» **Data for this exercise**

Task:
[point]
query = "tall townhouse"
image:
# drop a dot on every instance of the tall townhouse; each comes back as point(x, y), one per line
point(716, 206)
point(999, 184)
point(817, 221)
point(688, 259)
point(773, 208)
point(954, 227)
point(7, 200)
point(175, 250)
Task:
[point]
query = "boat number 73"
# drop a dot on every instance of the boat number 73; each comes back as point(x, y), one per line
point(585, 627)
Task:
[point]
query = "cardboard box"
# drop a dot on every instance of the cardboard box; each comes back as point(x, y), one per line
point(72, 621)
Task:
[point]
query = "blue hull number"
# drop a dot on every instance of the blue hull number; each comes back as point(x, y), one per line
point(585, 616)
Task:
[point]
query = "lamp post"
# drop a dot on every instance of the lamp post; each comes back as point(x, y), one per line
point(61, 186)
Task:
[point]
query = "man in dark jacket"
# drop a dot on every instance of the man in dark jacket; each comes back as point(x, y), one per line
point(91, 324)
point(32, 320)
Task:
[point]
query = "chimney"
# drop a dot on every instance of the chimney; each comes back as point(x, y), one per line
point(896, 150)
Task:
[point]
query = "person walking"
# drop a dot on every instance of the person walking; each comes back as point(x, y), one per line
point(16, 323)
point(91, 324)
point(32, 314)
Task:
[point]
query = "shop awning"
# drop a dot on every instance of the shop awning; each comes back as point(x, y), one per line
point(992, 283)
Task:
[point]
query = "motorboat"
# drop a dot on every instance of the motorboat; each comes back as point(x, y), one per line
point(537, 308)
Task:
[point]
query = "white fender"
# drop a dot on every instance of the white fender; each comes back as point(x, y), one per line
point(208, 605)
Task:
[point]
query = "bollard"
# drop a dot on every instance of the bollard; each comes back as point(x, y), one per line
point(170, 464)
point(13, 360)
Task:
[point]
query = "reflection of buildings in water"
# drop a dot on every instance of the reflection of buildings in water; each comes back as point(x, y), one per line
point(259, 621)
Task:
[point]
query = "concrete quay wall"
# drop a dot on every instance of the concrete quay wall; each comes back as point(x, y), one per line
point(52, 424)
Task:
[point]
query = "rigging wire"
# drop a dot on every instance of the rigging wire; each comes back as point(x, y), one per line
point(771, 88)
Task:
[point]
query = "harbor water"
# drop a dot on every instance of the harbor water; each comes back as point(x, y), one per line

» **Exercise instructions**
Please reproduce all of the lines above word for word, from the first to the last.

» **Response**
Task:
[point]
query = "tall townhouse"
image:
# drop a dot on every instance of the tall townhouse; each comes back as point(x, y), one per line
point(716, 206)
point(999, 184)
point(817, 221)
point(688, 259)
point(773, 208)
point(954, 227)
point(7, 200)
point(175, 250)
Task:
[point]
query = "boat number 73"
# drop a dot on every instance of the boat number 73; each comes back as point(x, y), one per line
point(585, 627)
Task:
[point]
query = "cardboard box"
# drop a dot on every instance of the cardboard box; each comes back as point(x, y), one per line
point(72, 621)
Task:
[point]
query = "blue hull number"
# drop a dot on every instance of the blue hull number; each comes back as point(x, y), one per line
point(585, 616)
Task:
[point]
query = "lamp post"
# drop a dot on every instance of the lamp post; each comes back as point(x, y), one per line
point(61, 186)
Task:
[point]
query = "man in dark jacket"
# drop a dot on every instance of the man in dark jacket; each comes back as point(x, y), one per line
point(91, 324)
point(32, 320)
Task:
[point]
query = "chimney"
# drop a dot on every instance of the chimney; each comes back as point(x, y), one per line
point(896, 150)
Task:
[point]
query = "person walking"
# drop a dot on every instance of the person walking; each comes back as point(x, y), one per line
point(16, 323)
point(91, 324)
point(32, 314)
Task:
[point]
query = "shop awning"
# drop a dot on every instance of the shop awning; each comes back as point(x, y), one per line
point(992, 283)
Task:
[point]
query = "motorboat"
# drop a dot on every instance of the motorboat; each comes back as point(x, y), one per line
point(537, 308)
Task:
[point]
query = "white fender"
# drop a dot on every instance of the white fender; each comes back as point(x, y), one per line
point(208, 605)
Task:
[point]
query = "bollard"
# drop a dot on every instance of the bollard; each comes back as point(x, y), one per line
point(170, 464)
point(13, 360)
Task:
[point]
query = "reflection of buildings in water"
# drop a dot on every instance of the reflection of buildings in water; each comes back as point(x, y), one per line
point(259, 621)
Task:
[point]
query = "concrete quay wall"
# drop a dot on every instance of the concrete quay wall; each comes back as point(x, y), one per line
point(52, 424)
Task:
[point]
query = "rigging wire"
# drop a dot on every instance of the rigging wire; each comes back as point(x, y), one per line
point(771, 88)
Task:
[point]
query = "harbor water"
# drop a dot on every instance of the harbor water; each comes back as point(x, y), one per line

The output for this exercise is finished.